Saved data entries
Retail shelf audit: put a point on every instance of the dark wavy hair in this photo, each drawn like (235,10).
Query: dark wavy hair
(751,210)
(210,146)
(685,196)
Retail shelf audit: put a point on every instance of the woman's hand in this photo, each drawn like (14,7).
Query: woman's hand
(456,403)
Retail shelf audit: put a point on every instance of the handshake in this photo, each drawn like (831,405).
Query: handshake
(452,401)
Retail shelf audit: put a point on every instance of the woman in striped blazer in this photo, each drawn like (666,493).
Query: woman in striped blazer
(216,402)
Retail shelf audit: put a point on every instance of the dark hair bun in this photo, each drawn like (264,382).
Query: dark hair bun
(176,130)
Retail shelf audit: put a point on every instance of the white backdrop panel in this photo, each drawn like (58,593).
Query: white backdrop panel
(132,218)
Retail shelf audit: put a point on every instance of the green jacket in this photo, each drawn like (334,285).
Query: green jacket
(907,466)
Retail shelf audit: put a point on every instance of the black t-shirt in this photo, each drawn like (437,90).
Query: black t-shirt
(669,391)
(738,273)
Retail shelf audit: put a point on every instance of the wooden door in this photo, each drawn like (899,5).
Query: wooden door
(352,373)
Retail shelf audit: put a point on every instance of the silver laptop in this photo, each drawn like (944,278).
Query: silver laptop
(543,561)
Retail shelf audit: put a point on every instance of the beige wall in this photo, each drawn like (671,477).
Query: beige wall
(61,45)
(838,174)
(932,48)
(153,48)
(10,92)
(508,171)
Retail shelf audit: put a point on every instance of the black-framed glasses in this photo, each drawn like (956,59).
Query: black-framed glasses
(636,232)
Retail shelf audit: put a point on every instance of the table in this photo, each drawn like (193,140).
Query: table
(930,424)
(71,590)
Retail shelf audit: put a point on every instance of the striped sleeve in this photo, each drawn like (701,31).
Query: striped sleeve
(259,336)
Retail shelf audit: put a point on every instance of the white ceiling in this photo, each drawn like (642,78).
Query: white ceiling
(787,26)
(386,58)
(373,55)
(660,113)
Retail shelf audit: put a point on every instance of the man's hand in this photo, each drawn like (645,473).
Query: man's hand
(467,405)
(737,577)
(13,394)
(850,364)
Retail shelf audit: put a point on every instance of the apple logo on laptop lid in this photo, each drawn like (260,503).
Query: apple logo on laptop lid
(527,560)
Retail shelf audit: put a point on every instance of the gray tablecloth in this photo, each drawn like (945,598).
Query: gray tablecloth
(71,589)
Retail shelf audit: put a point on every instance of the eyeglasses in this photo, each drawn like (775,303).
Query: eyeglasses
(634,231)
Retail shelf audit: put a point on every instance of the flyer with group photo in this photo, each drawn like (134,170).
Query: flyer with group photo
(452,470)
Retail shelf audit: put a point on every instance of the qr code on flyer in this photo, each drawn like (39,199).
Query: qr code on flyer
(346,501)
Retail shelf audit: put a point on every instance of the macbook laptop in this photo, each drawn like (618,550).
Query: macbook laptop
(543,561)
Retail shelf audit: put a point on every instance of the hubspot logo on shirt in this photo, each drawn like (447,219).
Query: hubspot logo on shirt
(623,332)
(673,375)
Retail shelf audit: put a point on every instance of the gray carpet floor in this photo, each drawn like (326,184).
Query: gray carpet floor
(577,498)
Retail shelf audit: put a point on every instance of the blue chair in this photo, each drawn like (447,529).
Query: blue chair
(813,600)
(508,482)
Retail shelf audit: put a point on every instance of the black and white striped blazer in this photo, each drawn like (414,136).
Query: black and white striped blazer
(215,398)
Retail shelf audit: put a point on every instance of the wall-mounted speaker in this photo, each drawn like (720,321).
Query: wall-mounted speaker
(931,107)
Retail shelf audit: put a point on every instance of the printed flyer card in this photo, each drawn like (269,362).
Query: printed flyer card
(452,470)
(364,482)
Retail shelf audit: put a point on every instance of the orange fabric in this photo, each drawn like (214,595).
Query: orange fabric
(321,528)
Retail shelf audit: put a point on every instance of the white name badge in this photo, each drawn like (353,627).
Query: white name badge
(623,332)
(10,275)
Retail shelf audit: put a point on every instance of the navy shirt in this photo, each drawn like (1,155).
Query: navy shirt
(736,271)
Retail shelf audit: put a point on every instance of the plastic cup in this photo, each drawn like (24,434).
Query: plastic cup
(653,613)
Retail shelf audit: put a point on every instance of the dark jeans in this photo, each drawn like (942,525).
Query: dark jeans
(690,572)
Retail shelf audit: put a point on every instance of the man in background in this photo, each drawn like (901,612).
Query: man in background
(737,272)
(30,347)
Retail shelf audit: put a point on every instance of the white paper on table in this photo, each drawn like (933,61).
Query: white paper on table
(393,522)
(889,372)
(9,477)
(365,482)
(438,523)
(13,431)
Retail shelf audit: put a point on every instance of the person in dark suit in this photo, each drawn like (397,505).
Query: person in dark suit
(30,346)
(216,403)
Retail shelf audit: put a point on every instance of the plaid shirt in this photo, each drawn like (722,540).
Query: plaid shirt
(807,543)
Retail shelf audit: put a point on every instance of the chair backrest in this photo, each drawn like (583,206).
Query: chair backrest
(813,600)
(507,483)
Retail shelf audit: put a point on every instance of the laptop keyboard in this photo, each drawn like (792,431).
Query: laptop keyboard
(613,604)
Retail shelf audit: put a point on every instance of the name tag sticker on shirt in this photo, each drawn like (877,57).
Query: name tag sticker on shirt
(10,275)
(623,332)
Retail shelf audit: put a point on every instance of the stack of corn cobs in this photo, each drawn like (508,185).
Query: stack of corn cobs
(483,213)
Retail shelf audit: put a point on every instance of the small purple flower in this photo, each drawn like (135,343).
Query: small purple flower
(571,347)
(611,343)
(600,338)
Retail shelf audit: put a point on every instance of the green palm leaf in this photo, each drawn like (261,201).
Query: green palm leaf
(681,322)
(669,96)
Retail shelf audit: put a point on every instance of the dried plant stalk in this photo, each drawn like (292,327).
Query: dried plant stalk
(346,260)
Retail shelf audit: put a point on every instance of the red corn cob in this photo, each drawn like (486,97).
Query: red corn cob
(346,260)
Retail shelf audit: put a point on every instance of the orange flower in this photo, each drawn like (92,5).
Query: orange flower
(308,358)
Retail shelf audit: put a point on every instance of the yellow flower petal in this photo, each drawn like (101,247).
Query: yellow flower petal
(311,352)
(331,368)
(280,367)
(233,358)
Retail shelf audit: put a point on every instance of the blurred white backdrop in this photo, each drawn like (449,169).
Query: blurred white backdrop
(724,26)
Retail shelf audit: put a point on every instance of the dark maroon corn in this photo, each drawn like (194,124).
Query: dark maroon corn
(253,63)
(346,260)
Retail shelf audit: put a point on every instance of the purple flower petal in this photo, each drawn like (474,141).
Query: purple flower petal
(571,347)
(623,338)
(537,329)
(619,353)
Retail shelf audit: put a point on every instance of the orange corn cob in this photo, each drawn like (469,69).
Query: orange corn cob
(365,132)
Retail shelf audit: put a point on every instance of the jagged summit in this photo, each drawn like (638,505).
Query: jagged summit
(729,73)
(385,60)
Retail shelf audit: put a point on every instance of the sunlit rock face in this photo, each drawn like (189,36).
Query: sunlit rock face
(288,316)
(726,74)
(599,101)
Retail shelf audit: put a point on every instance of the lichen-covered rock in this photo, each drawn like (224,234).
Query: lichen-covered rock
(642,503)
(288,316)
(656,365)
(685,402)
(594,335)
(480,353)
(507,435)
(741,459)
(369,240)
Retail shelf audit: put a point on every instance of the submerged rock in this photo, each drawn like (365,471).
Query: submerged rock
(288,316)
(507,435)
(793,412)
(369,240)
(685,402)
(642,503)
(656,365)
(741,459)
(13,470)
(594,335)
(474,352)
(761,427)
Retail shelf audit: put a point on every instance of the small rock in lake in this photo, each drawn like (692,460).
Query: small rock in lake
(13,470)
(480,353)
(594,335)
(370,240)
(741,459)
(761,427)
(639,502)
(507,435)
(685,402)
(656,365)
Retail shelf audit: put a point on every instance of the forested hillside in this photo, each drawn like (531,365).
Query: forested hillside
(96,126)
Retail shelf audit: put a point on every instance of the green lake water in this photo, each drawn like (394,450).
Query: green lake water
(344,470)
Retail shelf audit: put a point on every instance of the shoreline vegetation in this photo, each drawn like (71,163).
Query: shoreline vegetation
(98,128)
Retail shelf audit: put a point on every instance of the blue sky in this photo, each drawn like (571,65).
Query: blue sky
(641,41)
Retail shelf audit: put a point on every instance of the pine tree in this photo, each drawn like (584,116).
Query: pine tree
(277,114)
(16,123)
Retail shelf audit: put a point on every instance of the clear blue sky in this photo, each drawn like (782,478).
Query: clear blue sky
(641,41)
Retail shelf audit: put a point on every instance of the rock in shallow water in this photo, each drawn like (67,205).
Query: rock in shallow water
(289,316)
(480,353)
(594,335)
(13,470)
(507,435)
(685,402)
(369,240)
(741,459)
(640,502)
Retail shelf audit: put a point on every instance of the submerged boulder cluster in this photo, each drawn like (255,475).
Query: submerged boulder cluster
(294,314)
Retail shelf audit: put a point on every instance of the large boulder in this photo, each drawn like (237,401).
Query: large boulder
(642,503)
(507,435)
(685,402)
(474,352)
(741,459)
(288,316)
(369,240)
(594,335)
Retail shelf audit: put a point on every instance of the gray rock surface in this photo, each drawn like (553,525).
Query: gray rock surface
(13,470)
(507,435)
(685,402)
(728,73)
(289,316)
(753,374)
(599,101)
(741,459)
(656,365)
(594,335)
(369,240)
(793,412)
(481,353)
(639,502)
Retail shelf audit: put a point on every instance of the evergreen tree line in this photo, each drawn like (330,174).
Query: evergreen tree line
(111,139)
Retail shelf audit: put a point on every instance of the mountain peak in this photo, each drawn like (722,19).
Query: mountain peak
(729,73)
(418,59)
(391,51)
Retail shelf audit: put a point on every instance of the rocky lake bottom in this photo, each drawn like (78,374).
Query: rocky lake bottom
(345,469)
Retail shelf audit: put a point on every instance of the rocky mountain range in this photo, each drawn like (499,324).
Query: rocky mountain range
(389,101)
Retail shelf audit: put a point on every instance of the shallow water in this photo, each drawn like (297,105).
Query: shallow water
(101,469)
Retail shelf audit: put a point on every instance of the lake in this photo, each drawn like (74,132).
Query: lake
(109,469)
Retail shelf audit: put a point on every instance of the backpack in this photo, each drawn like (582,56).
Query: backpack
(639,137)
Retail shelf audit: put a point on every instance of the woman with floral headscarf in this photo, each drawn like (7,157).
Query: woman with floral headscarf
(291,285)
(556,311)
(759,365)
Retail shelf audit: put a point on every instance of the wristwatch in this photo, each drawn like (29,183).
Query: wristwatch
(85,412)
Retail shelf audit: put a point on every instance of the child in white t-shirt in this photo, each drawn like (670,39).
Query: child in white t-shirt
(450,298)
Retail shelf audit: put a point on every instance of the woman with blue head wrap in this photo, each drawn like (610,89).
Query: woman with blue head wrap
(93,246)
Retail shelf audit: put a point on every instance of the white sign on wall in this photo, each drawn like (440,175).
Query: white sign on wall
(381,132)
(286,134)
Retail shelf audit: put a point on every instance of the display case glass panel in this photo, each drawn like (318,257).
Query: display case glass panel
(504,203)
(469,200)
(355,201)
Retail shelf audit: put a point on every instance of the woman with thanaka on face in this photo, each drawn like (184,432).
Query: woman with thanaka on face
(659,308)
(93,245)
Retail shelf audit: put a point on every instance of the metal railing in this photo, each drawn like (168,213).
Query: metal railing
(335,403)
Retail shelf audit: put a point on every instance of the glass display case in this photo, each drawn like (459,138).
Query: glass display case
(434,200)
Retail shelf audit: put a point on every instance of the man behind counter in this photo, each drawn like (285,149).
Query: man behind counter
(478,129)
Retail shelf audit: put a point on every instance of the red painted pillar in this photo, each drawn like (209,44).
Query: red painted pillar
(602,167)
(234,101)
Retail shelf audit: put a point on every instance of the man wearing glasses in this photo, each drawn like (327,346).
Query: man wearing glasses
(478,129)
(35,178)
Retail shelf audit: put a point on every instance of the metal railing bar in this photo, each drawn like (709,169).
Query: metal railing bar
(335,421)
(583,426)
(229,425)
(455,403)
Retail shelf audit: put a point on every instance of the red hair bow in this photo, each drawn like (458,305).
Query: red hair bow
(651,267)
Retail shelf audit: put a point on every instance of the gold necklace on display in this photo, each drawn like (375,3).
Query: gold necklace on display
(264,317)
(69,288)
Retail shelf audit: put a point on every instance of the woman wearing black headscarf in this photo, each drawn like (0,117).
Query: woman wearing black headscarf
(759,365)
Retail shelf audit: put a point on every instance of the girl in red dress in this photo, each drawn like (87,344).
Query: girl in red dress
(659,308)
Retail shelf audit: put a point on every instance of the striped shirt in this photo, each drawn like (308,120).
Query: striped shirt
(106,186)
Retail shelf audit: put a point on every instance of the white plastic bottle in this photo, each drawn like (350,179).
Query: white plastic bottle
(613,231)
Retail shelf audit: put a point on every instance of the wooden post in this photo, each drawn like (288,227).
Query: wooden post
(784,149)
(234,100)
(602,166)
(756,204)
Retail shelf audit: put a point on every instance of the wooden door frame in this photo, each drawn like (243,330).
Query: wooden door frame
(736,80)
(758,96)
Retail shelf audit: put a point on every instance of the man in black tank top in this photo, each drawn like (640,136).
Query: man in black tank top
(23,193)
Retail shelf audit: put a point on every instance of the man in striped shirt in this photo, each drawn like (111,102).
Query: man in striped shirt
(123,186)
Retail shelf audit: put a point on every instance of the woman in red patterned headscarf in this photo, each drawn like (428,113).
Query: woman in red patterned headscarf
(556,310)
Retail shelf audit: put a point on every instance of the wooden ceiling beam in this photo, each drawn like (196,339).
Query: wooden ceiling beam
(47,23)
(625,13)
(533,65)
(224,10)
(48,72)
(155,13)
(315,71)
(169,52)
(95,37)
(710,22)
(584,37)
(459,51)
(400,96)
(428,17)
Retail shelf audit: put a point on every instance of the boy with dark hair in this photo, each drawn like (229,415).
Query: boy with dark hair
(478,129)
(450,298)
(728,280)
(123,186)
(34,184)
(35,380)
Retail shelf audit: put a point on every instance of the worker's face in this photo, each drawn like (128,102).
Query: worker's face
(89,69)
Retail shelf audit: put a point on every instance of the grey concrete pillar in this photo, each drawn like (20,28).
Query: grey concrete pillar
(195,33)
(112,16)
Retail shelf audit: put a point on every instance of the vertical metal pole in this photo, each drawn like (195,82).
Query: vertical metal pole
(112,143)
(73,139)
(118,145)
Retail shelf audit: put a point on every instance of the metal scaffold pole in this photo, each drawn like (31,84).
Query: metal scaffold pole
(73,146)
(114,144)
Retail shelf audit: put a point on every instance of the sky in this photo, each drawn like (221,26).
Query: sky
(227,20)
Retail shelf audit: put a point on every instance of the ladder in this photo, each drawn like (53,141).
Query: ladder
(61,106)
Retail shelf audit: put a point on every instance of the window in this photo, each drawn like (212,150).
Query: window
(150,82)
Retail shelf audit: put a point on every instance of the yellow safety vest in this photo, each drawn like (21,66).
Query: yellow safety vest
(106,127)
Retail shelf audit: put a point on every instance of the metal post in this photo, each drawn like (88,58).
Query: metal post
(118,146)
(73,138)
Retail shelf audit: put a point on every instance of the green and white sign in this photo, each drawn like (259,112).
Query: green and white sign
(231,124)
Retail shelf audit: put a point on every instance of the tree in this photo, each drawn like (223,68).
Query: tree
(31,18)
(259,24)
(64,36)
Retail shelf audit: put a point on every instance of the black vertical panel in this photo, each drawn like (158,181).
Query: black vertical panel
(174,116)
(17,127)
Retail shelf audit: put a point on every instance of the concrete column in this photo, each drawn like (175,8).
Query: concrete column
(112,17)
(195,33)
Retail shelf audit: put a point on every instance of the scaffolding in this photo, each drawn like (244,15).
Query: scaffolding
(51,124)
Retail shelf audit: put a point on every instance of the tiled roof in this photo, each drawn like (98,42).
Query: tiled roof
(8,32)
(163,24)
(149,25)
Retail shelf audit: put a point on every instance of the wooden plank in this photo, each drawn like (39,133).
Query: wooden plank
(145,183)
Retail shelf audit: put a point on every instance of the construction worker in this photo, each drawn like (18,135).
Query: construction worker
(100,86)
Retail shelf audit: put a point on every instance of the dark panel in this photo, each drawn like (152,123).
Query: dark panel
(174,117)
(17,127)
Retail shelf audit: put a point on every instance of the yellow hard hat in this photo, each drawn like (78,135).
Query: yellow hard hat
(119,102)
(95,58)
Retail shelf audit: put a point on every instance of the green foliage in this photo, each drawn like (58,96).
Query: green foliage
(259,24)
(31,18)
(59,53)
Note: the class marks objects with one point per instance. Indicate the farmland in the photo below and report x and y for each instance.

ASSIGNMENT → Set down, from the entries above, exactly the lines from the one with "drawn like (469,69)." up to and including the one with "drawn like (638,505).", and no other lines.

RESULT FOR THIS TASK →
Retail shelf audit: put a point on every instance of the orange corn cob in this photo, each drawn like (469,69).
Query: orange corn cob
(365,132)
Retail shelf audit: put a point on every instance of the jagged summit in this photo, each drawn like (638,505).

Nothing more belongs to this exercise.